▶ _Aufgabenstellung_
Schreib die Zeilen von der Zeile mit „Find the green“ bis zur Zeile mit „[0,84,56,101]“ unverändert ab, beide Zeilen eingeschlossen.

(Einträge aus einer Datensammlung)

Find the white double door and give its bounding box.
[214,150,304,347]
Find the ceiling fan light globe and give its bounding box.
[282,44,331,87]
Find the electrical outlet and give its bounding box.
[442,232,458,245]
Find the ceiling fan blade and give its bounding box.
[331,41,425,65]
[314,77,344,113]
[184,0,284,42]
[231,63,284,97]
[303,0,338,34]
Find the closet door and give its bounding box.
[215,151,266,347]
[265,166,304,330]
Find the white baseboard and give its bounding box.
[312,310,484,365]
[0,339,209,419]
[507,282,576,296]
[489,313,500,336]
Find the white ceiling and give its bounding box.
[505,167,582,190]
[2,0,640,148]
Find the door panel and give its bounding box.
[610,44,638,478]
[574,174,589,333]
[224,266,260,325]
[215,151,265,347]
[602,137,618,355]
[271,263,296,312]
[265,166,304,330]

--

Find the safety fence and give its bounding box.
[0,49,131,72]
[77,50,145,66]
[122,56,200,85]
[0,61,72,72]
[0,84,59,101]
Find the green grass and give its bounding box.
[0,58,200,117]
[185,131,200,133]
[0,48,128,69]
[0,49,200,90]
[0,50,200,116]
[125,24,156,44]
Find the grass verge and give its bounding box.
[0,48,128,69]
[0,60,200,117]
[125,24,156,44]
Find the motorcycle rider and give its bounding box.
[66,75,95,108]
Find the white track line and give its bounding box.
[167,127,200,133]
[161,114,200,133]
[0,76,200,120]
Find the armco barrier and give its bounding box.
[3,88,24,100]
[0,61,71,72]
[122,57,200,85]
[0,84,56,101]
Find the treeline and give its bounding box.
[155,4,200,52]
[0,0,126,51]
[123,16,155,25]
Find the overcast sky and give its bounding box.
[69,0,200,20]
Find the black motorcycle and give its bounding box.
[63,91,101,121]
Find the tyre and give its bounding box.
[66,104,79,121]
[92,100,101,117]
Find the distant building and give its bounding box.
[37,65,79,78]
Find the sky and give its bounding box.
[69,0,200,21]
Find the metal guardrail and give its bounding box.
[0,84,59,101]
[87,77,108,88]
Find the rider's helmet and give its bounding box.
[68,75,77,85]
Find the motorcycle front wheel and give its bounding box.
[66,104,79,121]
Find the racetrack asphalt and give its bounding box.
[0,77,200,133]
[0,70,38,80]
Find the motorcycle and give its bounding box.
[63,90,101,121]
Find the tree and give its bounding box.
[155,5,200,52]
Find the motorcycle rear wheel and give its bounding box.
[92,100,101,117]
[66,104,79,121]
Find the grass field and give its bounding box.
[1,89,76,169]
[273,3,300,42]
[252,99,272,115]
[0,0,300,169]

▶ _Lösung der Aufgabe_
Find the green grass and give its bounding box.
[0,58,200,117]
[185,131,200,133]
[0,48,128,69]
[0,49,200,90]
[0,50,200,116]
[125,24,156,44]
Find the grass verge and give its bounding box.
[0,48,128,69]
[0,60,200,117]
[125,24,156,44]
Find the motorcycle rider and give its bounding box.
[66,75,95,108]
Find the white track line and give its bounding box.
[167,127,200,133]
[161,114,200,133]
[0,76,200,120]
Find the armco barrier and give its bounding box.
[3,88,24,100]
[0,61,71,72]
[122,57,200,85]
[0,84,56,101]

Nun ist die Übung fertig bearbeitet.